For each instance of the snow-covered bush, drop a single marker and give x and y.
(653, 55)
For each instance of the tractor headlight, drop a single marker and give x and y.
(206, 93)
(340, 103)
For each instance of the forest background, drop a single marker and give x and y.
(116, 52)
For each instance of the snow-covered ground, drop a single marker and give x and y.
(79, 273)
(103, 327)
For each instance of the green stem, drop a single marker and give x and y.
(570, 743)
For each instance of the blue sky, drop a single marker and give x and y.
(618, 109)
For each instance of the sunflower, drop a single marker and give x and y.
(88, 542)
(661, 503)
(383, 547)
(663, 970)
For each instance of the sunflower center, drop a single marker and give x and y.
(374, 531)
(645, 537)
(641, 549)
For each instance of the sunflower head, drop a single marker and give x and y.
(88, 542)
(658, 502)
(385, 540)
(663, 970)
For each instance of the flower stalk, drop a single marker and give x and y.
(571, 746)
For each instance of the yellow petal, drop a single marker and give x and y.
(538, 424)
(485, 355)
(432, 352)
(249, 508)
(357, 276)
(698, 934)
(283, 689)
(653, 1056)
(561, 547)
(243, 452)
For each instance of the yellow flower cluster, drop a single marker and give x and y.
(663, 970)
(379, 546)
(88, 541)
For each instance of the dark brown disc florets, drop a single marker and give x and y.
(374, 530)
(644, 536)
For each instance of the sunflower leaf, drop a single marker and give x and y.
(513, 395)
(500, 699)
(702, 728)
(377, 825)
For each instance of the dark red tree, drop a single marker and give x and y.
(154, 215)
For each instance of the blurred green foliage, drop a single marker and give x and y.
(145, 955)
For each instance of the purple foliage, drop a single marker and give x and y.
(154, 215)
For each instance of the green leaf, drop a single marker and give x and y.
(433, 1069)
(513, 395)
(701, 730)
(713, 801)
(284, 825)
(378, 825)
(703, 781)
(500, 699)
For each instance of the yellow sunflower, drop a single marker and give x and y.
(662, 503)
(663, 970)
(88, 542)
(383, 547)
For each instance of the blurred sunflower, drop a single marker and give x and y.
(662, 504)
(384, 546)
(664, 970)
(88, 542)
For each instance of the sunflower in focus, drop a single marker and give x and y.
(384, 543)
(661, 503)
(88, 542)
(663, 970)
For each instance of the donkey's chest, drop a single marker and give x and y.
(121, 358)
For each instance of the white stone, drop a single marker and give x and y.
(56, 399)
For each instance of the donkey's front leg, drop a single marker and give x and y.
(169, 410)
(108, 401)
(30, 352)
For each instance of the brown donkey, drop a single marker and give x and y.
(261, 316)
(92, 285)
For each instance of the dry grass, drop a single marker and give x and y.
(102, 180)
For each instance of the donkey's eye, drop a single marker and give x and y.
===============
Written task: Write out only what runs from the line holding "For each instance of the yellow flower" through the last line of the records, exactly as shown.

Answer below:
For each instance of the yellow flower cluster, drop a single marker and give x and y.
(663, 970)
(379, 546)
(88, 541)
For each instance of the dark brown disc florets, drop a single marker and give x and y.
(374, 530)
(644, 536)
For each instance of the sunflower leaf, drop a single marker and give x and y.
(513, 395)
(500, 699)
(702, 728)
(377, 825)
For each instance of the dark red tree, drop a single marker and give x and y.
(154, 215)
For each instance of the blurred green foliage, drop a single marker and give x and y.
(145, 955)
For each instance of the purple foliage, drop a single marker and give x and y.
(154, 215)
For each instance of the green leaf, drop a single marker and give x and y.
(433, 1069)
(513, 395)
(701, 730)
(713, 801)
(284, 825)
(378, 825)
(703, 781)
(500, 699)
For each instance of the yellow sunflower, drop a single marker and give x and y.
(662, 503)
(663, 970)
(88, 542)
(383, 547)
For each instance of the blurred sunflower, drop a single marker and give x and y.
(662, 504)
(384, 546)
(664, 970)
(88, 542)
For each instance of the sunflower in focus, drop a single marker and give x and y.
(384, 543)
(661, 503)
(88, 542)
(663, 970)
For each instance of the donkey's chest, drop a single marker and give x and y.
(121, 358)
For each instance of the white stone, drop a single marker and give x and y.
(56, 399)
For each instance of the donkey's front leg, drop a single marker and give x and y.
(169, 410)
(108, 401)
(30, 352)
For each instance of the brown donkey, drop a single marker and give x and y.
(261, 316)
(92, 285)
For each instance of the dry grass, drop a single marker and give x and y.
(102, 180)
For each instance of the donkey's eye, drop a single marker and give x and y.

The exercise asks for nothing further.